:: Entries shown ::
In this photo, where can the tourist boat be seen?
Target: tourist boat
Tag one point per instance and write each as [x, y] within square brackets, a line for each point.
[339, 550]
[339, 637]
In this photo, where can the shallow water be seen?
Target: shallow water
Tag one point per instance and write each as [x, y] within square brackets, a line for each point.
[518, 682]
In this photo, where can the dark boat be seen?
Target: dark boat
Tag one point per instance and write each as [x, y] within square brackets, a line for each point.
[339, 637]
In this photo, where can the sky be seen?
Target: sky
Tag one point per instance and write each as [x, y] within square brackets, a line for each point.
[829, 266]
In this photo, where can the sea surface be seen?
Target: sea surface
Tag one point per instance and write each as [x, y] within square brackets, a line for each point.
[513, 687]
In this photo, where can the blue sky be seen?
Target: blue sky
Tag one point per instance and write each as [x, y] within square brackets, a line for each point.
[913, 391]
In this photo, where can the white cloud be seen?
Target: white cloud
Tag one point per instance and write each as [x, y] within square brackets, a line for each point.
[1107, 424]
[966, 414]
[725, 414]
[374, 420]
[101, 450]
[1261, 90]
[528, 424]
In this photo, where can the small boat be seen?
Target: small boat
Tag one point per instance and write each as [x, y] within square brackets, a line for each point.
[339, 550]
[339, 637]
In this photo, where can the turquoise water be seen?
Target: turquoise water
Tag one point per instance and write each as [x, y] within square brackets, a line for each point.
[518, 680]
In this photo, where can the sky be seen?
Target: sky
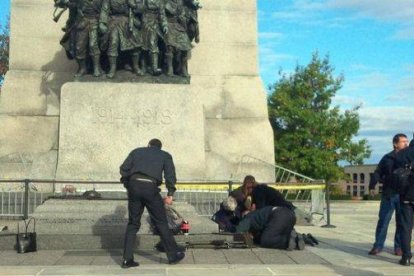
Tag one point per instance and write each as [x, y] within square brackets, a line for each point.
[370, 42]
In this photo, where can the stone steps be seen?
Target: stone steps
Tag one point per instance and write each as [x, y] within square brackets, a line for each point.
[109, 242]
[100, 224]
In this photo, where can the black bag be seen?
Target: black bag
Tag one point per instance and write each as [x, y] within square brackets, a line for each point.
[401, 178]
[226, 220]
[174, 220]
[26, 242]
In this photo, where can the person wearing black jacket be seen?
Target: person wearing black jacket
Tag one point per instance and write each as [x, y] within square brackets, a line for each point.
[141, 174]
[405, 158]
[272, 227]
[263, 195]
[390, 200]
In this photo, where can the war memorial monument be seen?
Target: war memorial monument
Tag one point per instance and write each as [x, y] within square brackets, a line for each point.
[110, 75]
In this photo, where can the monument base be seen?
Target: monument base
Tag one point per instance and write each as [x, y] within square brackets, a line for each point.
[100, 123]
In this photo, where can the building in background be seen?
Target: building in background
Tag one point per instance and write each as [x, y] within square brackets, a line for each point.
[357, 183]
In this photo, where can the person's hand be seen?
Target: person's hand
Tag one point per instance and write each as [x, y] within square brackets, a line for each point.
[168, 200]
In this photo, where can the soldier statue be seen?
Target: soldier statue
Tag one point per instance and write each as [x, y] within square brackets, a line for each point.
[119, 19]
[177, 40]
[154, 27]
[191, 8]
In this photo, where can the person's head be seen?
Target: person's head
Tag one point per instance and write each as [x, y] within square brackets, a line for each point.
[249, 183]
[400, 141]
[155, 143]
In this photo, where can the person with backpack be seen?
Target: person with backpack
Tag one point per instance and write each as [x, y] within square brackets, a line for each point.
[404, 162]
[141, 174]
[390, 200]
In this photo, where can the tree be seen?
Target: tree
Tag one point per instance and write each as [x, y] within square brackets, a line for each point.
[4, 50]
[312, 136]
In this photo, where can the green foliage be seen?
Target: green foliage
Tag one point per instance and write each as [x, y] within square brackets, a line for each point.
[4, 50]
[311, 135]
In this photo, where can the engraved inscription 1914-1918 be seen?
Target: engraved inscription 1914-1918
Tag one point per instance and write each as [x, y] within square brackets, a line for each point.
[143, 36]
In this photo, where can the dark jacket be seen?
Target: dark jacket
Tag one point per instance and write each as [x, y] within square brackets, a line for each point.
[383, 174]
[150, 162]
[263, 195]
[255, 221]
[403, 158]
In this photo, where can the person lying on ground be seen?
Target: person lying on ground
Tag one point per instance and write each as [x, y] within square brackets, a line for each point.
[272, 227]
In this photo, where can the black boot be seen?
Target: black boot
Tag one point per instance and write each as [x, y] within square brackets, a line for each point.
[292, 240]
[184, 65]
[97, 71]
[307, 240]
[135, 64]
[300, 243]
[312, 238]
[112, 67]
[81, 68]
[170, 70]
[156, 71]
[405, 261]
[129, 263]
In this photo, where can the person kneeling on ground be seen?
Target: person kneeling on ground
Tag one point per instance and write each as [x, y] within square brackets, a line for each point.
[272, 227]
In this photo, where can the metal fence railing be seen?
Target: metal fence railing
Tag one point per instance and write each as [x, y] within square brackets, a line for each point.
[205, 197]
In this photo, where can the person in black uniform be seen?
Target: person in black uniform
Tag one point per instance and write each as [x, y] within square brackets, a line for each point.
[272, 227]
[141, 174]
[390, 199]
[263, 195]
[403, 159]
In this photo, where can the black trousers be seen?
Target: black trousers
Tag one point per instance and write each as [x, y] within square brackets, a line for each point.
[140, 195]
[406, 226]
[277, 230]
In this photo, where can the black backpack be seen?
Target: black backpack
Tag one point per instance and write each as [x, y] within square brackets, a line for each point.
[402, 178]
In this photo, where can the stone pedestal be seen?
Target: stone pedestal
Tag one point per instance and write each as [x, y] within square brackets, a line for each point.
[100, 123]
[224, 112]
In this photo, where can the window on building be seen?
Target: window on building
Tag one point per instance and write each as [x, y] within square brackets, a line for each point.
[361, 178]
[362, 190]
[354, 178]
[355, 190]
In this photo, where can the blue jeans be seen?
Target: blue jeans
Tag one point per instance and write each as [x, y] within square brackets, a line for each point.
[387, 207]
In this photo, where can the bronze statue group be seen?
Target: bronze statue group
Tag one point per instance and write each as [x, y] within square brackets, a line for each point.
[147, 36]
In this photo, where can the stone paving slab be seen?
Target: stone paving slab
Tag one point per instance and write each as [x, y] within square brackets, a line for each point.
[210, 270]
[342, 251]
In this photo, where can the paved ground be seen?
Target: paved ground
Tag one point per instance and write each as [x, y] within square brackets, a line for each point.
[342, 251]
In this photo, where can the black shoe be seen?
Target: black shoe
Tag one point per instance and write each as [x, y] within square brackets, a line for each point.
[312, 238]
[177, 258]
[307, 240]
[129, 263]
[292, 241]
[300, 243]
[405, 261]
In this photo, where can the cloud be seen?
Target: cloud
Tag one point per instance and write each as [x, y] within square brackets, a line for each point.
[396, 118]
[313, 13]
[399, 11]
[396, 10]
[347, 101]
[380, 124]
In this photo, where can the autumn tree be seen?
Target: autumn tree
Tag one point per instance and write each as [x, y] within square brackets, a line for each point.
[311, 135]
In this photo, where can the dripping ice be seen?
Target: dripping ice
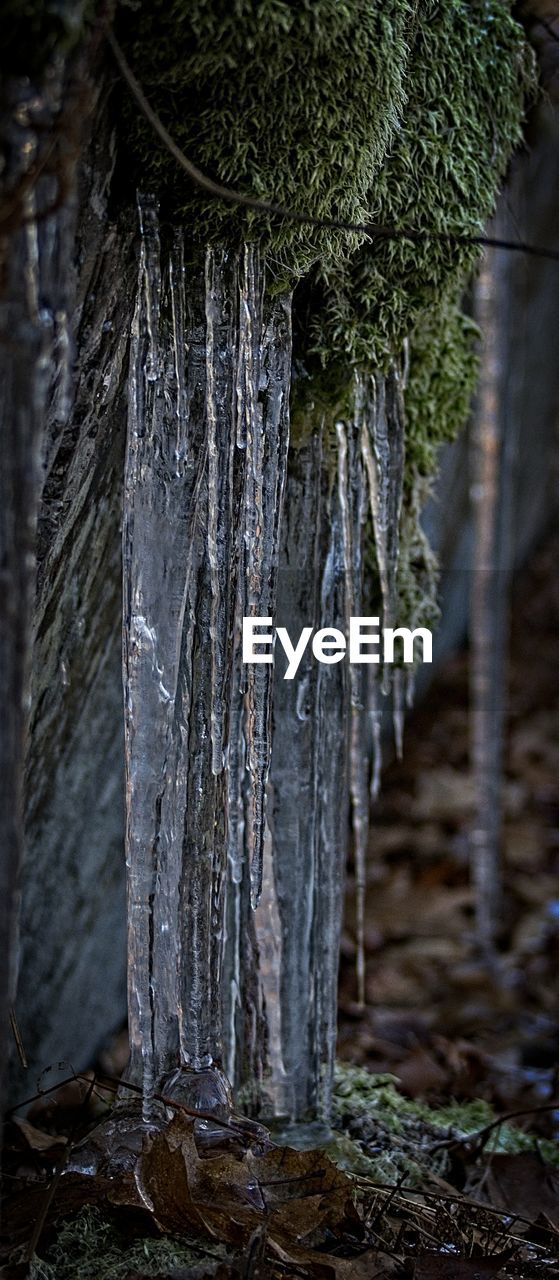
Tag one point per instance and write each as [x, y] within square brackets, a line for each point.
[205, 470]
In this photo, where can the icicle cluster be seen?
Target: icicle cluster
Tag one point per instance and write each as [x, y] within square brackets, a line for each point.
[205, 470]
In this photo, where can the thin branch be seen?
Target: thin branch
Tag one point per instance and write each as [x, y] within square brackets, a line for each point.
[230, 196]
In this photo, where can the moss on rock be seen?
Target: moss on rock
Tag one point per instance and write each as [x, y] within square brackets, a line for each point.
[468, 77]
[291, 103]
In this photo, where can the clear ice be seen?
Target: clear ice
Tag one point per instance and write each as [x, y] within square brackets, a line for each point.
[205, 467]
[380, 408]
[238, 782]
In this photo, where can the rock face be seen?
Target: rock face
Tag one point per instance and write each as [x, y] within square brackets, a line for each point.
[74, 360]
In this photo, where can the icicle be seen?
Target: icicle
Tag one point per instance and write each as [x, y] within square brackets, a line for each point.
[179, 590]
[398, 709]
[262, 400]
[220, 339]
[383, 447]
[409, 689]
[333, 708]
[351, 492]
[376, 736]
[493, 493]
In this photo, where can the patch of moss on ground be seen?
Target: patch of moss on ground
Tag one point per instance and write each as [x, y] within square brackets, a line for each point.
[402, 1136]
[90, 1246]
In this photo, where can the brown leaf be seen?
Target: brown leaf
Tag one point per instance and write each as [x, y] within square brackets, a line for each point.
[447, 1267]
[523, 1184]
[301, 1196]
[36, 1139]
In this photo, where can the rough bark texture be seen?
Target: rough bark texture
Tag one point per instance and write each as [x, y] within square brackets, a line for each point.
[72, 958]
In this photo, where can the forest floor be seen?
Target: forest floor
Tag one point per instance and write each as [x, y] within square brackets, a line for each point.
[421, 1176]
[435, 1016]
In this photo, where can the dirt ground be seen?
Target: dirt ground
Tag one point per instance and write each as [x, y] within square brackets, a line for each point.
[435, 1016]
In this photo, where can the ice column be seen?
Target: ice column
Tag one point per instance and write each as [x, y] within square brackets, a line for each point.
[206, 452]
[282, 1004]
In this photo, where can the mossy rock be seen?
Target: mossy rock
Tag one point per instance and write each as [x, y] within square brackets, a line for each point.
[292, 103]
[403, 1136]
[470, 74]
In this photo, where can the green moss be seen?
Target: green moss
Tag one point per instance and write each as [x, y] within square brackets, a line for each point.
[293, 103]
[443, 370]
[470, 73]
[90, 1246]
[407, 1132]
[441, 380]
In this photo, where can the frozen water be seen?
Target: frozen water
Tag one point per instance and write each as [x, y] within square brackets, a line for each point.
[205, 469]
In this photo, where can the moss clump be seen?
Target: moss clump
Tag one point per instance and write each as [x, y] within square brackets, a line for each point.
[403, 1136]
[292, 103]
[91, 1247]
[443, 370]
[470, 73]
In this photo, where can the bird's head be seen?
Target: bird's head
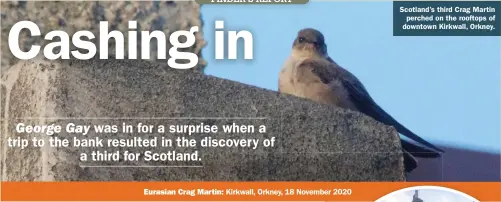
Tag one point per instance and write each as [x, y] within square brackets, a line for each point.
[310, 41]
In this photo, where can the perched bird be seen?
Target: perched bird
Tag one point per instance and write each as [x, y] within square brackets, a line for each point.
[310, 73]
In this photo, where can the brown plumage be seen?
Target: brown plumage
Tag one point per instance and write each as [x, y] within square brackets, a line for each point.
[310, 73]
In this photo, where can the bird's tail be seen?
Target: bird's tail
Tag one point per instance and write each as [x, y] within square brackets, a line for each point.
[410, 163]
[419, 151]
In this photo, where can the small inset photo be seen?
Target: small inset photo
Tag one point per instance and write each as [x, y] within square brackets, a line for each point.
[427, 194]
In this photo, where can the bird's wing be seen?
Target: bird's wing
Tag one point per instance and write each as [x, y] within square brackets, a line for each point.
[365, 104]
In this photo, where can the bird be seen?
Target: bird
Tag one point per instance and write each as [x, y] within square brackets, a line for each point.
[309, 72]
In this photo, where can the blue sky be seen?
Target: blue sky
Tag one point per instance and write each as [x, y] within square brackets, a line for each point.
[435, 195]
[445, 89]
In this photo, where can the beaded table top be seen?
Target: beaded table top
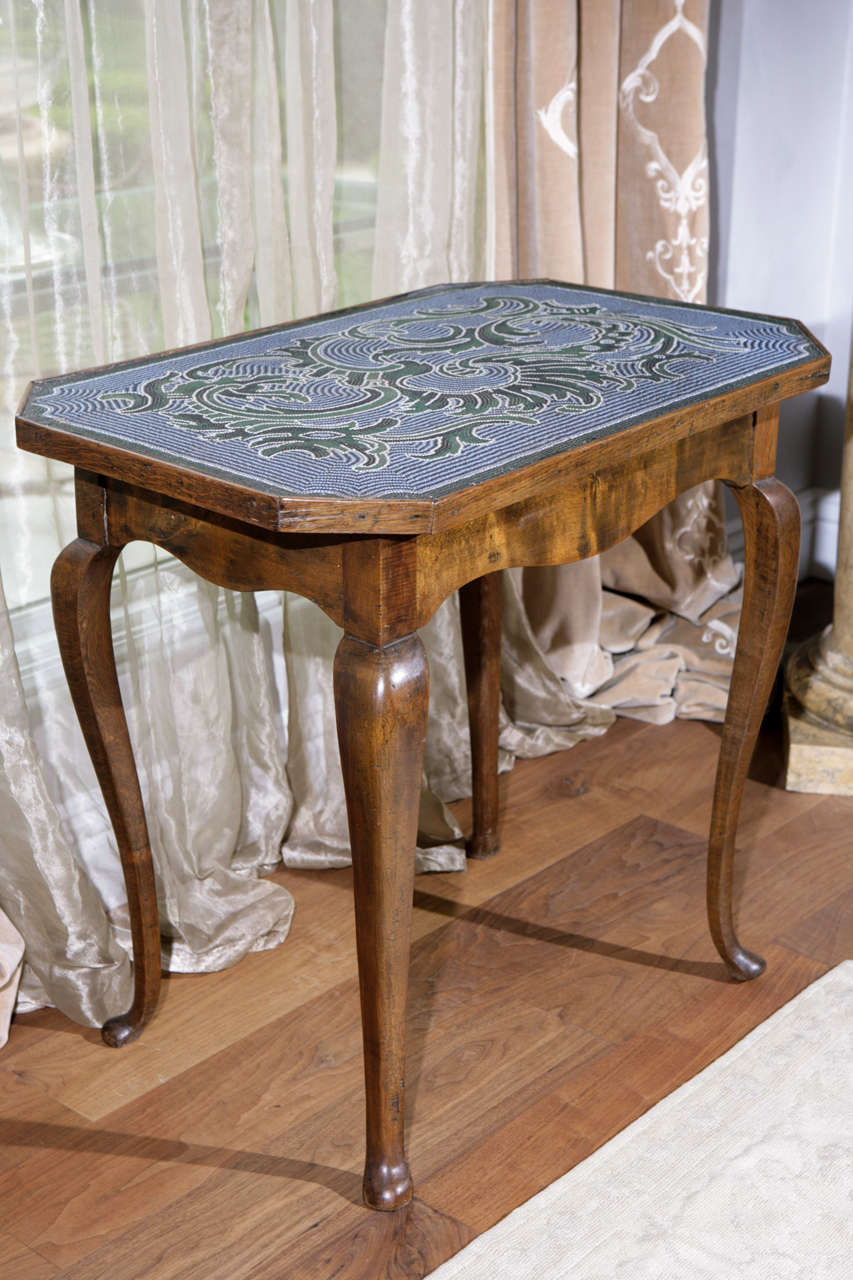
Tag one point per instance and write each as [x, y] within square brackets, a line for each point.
[423, 394]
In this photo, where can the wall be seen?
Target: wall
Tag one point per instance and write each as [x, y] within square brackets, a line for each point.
[780, 110]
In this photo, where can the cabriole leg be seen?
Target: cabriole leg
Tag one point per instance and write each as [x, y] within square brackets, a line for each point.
[771, 528]
[381, 698]
[480, 615]
[81, 598]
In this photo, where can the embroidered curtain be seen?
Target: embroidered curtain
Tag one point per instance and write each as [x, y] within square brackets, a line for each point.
[177, 170]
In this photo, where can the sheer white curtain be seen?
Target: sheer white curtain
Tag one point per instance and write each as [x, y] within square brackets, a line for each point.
[174, 170]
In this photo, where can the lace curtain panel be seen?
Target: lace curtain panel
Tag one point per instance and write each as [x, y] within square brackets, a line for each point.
[170, 172]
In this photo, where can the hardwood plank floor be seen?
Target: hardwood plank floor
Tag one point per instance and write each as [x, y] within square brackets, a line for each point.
[557, 992]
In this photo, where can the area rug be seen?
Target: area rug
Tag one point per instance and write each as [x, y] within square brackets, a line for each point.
[746, 1170]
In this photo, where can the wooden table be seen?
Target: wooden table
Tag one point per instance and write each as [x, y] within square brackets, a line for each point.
[374, 461]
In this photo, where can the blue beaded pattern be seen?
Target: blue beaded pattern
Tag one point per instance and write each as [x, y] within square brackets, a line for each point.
[423, 394]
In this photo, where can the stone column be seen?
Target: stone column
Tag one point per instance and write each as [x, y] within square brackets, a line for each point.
[819, 679]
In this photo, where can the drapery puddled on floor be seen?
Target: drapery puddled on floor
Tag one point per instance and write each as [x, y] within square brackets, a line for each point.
[178, 170]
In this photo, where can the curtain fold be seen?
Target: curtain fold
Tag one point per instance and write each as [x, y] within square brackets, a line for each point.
[601, 177]
[178, 170]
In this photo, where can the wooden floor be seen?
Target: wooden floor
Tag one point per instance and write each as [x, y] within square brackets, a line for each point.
[557, 992]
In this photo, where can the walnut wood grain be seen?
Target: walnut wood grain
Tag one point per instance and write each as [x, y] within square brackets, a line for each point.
[480, 604]
[81, 598]
[771, 530]
[228, 552]
[381, 698]
[589, 512]
[282, 512]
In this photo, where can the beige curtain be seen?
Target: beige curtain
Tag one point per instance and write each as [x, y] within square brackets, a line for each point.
[601, 176]
[174, 170]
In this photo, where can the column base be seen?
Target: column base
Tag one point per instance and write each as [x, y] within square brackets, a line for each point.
[817, 713]
[817, 758]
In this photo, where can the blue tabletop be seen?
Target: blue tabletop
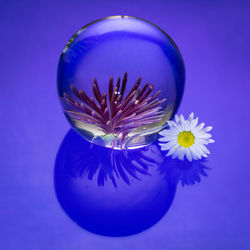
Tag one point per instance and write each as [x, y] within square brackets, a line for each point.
[212, 212]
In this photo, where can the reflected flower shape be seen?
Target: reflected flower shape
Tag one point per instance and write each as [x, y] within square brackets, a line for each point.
[188, 173]
[118, 192]
[111, 192]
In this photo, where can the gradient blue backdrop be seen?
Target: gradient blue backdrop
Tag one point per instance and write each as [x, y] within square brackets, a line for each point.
[213, 37]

:: Exercise requirements ::
Count each line of the material that includes "branch", and reply with only the count.

:: Response area ::
2